Document section:
-- Opening Marker --

Thursday, March 13, 2008

Editor of Slate at Columbia J-School

Jacob Weisberg, who edits Slate, the award-winning general interest web magazine, has a more than passing resemblance to Jon Stewart of The Daily Show. He is at Columbia University's Journalism School on 6 March, delivering the latest of the Delacorte Lectures on magazine journalism.

Weisberg has been with Slate since its founding in 1996, serving as political correspondent and columnist before becoming editor. Before Slate he wrote for the New Republic, Newsweek, New York Magazine, Vanity Fair and the New York Times Magazine. He co-authored with former Treasury Secretary Robert Rubin the 2003 book In an Uncertain World. He also wrote the 1996 book In Defense of Government, the 2000 eBook The Road to Chadville, and several books on Bushisms.

-- Closing Marker --

Assignment A: Please output the part of the post on Jacob Weisberg between "Editor of Slate" and "on magazine journalism.", inclusive.
Assignment B: According to the post on Jacob Weisberg, in what year was Slate founded?

[Saved entries]
-- Opening Marker --

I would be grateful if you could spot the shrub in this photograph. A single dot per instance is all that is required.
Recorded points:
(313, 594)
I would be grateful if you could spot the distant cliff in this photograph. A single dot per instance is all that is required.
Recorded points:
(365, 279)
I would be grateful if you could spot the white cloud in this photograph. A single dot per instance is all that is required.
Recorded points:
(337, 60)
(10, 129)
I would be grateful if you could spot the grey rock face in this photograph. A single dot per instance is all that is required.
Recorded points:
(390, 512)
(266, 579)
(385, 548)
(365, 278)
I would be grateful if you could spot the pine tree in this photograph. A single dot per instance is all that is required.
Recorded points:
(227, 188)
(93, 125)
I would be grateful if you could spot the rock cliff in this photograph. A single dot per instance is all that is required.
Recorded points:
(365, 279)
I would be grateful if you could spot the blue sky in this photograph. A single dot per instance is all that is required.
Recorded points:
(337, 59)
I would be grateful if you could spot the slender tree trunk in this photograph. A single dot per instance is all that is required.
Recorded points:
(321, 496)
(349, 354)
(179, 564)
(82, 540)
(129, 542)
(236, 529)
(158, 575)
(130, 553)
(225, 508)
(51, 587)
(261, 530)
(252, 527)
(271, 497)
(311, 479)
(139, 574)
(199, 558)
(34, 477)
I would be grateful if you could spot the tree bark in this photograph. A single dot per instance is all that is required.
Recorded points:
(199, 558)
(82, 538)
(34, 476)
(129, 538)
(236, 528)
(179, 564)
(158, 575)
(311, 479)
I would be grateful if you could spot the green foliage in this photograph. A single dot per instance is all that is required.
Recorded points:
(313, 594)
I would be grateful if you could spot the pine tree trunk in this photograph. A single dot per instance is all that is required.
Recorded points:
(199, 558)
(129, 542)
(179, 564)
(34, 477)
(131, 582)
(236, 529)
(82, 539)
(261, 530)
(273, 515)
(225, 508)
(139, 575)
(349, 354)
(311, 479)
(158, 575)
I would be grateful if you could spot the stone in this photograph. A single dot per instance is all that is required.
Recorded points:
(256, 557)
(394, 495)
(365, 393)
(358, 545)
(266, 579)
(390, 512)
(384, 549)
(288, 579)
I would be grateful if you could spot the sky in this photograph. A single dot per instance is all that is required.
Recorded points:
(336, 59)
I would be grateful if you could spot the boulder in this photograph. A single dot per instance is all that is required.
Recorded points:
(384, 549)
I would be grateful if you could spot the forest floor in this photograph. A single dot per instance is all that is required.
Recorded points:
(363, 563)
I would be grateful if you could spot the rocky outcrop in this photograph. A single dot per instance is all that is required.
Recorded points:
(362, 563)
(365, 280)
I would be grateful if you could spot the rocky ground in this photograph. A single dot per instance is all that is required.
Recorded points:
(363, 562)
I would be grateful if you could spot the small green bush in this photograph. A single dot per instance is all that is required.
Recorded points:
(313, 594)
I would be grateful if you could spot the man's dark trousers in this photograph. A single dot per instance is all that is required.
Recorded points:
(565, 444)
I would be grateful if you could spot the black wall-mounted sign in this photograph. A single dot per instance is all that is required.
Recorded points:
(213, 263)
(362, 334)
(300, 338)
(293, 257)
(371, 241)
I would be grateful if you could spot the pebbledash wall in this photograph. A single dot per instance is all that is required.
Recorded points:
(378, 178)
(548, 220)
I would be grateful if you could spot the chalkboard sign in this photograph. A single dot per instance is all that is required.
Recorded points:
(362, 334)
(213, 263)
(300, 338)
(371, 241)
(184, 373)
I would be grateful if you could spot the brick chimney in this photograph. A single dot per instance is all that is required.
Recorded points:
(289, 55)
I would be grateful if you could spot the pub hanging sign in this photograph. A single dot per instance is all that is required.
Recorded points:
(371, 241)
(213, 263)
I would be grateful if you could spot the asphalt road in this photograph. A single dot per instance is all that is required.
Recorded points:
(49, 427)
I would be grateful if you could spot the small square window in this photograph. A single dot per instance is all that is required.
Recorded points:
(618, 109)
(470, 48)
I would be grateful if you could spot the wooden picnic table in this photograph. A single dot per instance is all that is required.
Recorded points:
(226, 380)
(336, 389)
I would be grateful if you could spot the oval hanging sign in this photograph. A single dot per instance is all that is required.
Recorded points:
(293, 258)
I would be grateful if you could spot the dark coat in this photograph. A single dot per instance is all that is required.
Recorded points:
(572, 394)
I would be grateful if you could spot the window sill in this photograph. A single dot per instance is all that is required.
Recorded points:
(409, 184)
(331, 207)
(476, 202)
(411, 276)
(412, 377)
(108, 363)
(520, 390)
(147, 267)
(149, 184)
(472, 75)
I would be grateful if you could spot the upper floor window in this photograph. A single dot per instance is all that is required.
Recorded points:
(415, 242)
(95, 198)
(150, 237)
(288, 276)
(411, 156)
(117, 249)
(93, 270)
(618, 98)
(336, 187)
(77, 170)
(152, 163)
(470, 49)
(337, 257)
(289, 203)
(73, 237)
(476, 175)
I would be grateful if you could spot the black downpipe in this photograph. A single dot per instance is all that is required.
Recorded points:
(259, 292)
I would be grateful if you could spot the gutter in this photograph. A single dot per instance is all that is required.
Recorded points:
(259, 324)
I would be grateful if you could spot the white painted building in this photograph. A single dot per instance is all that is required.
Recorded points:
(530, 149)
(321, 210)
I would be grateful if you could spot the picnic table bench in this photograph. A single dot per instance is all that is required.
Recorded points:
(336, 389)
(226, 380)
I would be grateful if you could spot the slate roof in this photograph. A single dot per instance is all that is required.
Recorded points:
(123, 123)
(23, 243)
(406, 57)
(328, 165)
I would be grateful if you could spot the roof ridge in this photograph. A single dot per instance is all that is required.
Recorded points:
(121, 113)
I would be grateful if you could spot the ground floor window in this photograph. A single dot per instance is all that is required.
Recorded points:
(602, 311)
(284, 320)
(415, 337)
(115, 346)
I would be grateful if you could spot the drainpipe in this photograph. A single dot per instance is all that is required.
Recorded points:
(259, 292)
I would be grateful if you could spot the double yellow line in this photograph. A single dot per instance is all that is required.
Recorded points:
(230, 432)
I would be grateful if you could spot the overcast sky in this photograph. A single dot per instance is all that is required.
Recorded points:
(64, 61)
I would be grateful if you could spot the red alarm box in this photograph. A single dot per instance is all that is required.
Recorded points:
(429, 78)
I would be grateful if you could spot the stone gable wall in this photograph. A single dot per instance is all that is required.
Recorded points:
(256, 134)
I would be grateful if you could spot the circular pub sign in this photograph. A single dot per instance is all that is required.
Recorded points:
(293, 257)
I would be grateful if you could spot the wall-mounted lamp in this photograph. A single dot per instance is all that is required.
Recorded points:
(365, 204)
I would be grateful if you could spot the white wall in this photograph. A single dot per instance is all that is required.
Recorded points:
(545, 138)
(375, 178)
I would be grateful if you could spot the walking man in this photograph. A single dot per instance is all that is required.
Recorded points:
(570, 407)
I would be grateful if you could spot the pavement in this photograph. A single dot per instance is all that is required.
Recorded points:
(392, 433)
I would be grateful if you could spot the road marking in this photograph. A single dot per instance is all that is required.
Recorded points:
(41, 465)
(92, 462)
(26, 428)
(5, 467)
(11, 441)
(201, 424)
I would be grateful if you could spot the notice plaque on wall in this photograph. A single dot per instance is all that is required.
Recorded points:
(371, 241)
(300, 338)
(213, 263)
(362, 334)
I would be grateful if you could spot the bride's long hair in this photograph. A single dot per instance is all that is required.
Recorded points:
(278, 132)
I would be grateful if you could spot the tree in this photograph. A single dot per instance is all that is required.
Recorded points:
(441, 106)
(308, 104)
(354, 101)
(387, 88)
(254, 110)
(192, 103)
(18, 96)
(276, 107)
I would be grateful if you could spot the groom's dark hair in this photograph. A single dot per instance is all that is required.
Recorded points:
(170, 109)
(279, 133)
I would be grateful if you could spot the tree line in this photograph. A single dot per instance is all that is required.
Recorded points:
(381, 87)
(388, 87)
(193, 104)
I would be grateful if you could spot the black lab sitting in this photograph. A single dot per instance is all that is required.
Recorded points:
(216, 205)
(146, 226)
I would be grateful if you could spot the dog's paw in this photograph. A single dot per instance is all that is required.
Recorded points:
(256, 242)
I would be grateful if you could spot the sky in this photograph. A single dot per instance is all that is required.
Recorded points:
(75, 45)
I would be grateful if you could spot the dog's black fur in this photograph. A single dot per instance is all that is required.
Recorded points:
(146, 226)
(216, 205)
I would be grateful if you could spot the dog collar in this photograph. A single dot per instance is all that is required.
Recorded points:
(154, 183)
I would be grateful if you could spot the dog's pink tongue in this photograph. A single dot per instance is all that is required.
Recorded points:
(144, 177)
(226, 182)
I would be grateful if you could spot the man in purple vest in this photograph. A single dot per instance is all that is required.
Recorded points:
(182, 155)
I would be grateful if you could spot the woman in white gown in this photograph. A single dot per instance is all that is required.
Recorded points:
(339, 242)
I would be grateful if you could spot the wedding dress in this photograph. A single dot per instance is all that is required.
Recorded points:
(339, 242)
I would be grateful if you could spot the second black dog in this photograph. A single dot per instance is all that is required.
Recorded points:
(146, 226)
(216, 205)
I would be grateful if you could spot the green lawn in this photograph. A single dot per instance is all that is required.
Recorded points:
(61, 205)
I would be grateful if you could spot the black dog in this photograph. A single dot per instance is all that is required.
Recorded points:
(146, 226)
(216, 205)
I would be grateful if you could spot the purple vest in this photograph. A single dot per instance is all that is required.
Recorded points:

-- Closing Marker --

Response box A:
Editor of Slate at Columbia J-School

Jacob Weisberg, who edits Slate, the award-winning general interest web magazine, has a more than passing resemblance to Jon Stewart of The Daily Show. He is at Columbia University's Journalism School on 6 March, delivering the latest of the Delacorte Lectures on magazine journalism.

Response box B: 1996